• Task description
For the data below, please report each line where the word "Give" is found.

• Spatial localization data

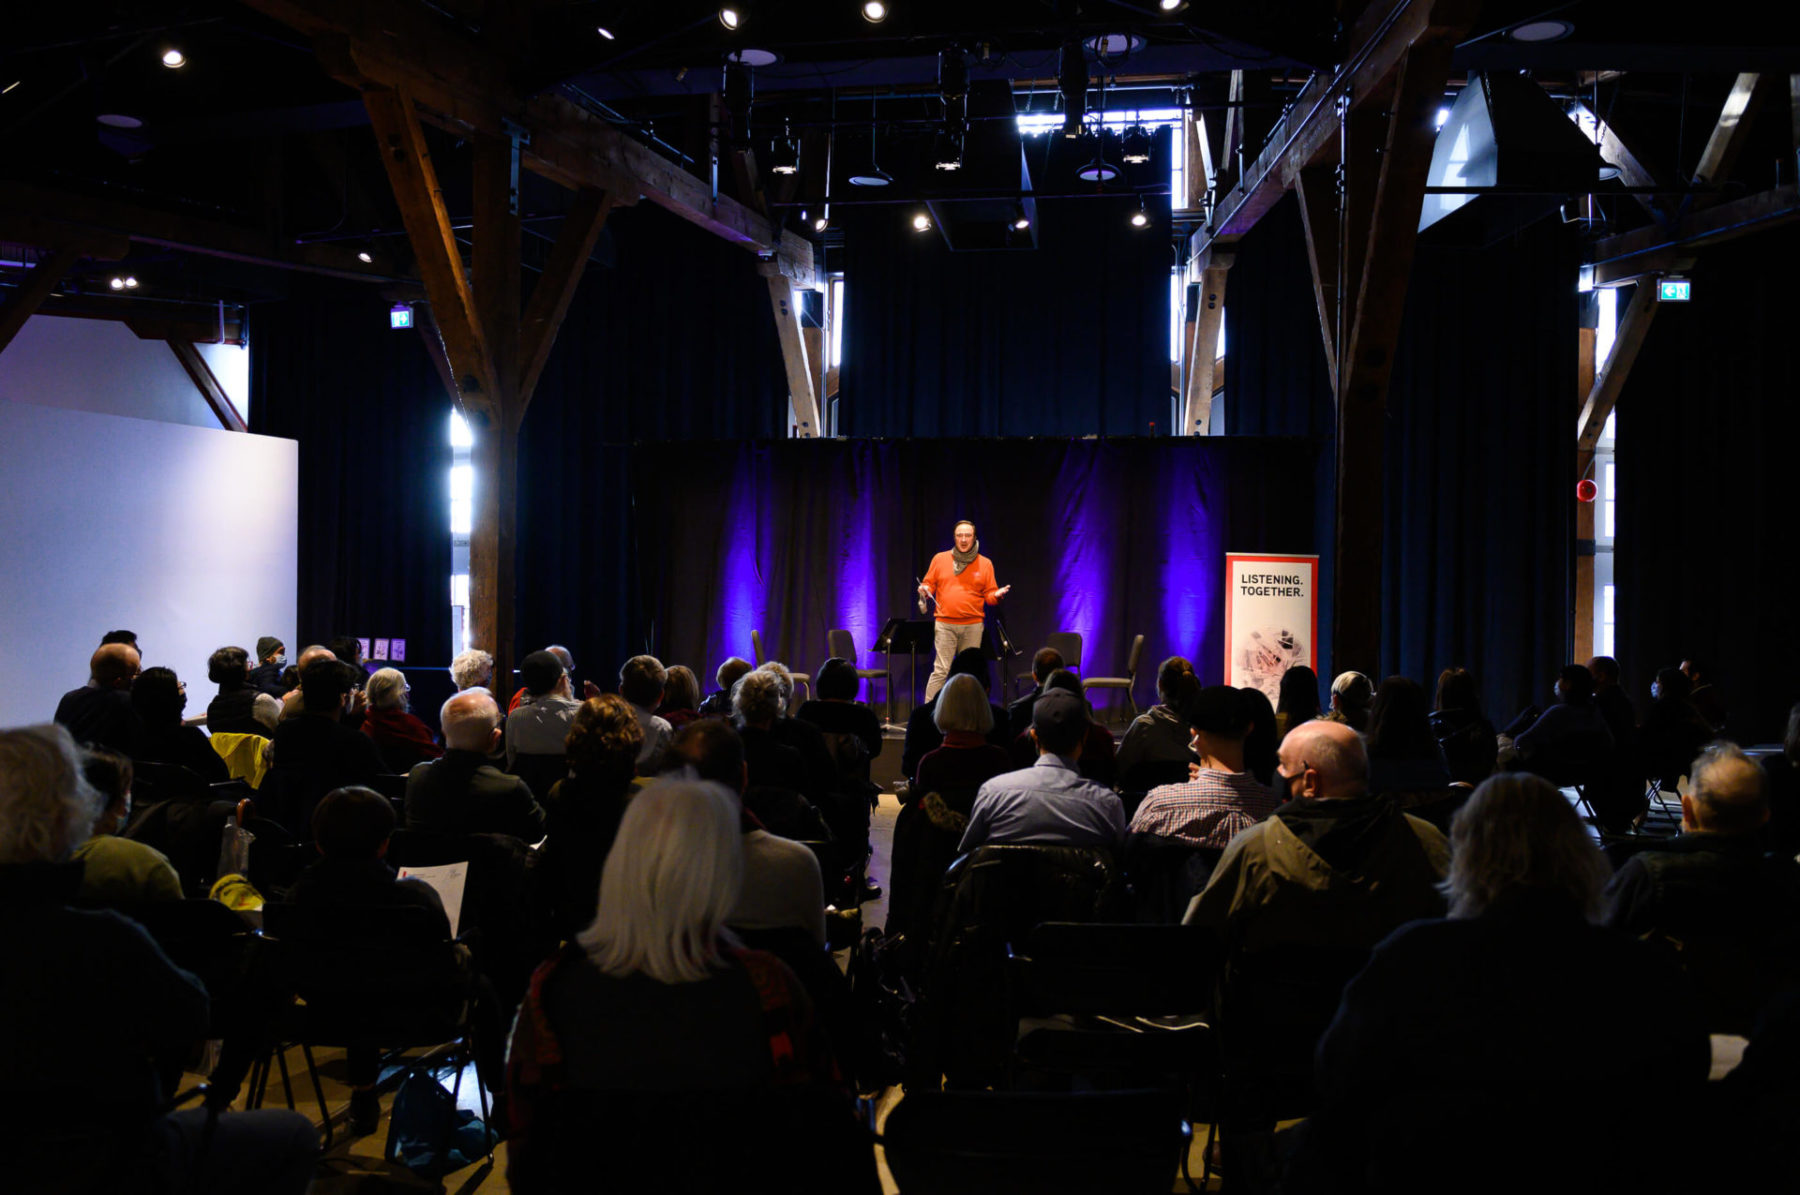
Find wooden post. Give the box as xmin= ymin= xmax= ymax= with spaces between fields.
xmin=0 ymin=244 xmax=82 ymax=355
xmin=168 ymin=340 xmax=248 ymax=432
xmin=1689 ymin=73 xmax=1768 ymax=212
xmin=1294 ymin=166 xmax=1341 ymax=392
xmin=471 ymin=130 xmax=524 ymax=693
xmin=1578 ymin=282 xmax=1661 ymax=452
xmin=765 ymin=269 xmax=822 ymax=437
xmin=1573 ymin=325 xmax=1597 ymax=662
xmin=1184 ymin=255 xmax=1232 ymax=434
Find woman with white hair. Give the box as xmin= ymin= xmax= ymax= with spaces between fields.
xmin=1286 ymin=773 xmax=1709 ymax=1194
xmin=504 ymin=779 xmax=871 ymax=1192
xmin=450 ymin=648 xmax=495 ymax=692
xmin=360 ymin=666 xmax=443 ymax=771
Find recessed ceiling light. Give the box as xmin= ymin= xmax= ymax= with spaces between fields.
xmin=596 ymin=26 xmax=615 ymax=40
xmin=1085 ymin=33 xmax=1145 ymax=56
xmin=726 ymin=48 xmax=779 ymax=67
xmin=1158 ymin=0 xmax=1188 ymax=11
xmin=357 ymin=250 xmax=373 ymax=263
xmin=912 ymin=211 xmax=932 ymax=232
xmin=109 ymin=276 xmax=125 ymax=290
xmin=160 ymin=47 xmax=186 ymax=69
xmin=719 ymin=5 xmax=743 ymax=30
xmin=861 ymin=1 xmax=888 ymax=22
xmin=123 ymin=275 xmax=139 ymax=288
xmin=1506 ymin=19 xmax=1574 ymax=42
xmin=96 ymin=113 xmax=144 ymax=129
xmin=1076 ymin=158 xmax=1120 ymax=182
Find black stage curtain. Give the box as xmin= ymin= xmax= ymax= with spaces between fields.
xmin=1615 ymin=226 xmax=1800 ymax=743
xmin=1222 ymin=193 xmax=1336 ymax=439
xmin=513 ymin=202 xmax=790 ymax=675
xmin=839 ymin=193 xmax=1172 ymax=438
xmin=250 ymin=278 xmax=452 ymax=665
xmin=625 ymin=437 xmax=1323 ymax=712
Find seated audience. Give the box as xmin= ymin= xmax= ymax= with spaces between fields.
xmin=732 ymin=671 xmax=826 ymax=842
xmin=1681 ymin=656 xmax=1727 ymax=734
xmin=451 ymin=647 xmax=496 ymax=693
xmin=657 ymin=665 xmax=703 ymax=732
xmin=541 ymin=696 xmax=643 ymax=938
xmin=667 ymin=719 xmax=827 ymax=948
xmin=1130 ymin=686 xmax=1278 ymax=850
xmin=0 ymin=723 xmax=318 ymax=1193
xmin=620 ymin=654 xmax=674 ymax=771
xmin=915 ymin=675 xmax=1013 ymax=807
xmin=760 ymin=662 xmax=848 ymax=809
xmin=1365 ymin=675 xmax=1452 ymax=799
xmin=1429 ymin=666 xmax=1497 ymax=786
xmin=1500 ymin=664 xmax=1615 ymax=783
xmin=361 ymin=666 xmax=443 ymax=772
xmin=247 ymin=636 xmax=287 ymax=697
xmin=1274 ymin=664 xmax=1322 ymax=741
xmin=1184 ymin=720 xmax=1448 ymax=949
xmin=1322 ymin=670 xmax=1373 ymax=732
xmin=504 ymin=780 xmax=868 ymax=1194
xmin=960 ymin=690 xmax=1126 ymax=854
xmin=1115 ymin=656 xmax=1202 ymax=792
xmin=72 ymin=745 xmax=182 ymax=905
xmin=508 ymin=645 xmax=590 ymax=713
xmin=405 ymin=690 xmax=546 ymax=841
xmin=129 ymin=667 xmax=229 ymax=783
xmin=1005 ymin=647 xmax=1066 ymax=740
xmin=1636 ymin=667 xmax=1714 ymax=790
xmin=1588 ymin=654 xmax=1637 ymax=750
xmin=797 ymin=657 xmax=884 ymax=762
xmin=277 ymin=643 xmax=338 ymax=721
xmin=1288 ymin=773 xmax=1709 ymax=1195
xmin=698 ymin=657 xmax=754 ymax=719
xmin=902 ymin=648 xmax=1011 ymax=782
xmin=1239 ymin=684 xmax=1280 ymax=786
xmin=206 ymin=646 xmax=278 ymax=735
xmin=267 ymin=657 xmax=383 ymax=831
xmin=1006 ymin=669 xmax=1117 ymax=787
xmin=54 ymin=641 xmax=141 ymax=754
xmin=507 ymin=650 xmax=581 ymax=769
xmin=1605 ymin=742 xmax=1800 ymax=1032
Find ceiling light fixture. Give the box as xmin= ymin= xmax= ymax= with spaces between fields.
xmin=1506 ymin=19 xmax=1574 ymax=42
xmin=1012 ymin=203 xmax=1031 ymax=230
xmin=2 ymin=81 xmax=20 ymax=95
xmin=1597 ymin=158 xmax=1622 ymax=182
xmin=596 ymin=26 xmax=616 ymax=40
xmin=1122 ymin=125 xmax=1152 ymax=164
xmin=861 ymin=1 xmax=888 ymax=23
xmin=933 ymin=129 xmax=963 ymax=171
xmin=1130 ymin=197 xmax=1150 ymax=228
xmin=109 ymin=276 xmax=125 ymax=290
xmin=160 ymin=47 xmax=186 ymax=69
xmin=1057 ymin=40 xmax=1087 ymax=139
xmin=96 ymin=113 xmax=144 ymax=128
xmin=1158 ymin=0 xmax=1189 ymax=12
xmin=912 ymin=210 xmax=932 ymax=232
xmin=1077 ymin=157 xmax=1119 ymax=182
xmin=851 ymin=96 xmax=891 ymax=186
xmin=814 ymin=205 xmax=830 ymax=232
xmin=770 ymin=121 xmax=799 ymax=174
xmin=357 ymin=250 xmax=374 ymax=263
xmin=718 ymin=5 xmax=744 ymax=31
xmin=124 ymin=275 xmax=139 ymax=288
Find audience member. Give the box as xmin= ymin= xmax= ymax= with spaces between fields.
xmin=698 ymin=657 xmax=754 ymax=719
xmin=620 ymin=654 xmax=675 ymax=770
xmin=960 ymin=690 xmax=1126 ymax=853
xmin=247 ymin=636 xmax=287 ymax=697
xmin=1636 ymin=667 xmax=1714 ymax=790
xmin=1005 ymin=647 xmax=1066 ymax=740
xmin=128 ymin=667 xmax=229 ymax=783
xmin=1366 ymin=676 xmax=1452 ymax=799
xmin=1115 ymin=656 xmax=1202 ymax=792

• Worked solution
Find wooden post. Give the box as xmin= ymin= xmax= ymax= with spaces between fields.
Find woman with white hair. Give the box as xmin= ymin= xmax= ymax= with spaces between fields.
Find recessed ceiling light. Give the box as xmin= ymin= xmax= ymax= with spaces between fields.
Find black stage curtain. Give the box as xmin= ymin= xmax= ymax= with spaces between fields.
Find seated audience. Give the box as xmin= ymin= xmax= ymax= with spaces between fields.
Find ceiling light fixture. Give the box as xmin= ymin= xmax= ymax= with spaces between fields.
Find audience member. Give the box as xmin= ymin= xmax= ymax= with spaces between fields.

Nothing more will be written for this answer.